Please extract every line of the listing below and reproduce each one verbatim.
»»
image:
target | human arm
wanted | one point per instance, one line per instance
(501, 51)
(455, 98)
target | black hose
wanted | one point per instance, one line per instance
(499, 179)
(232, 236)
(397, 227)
««
**FINISHED TASK**
image:
target | human arm
wanted | one point per instance, one line per instance
(501, 51)
(455, 98)
target | black hose
wanted | one point per instance, one line per instance
(499, 179)
(232, 236)
(397, 227)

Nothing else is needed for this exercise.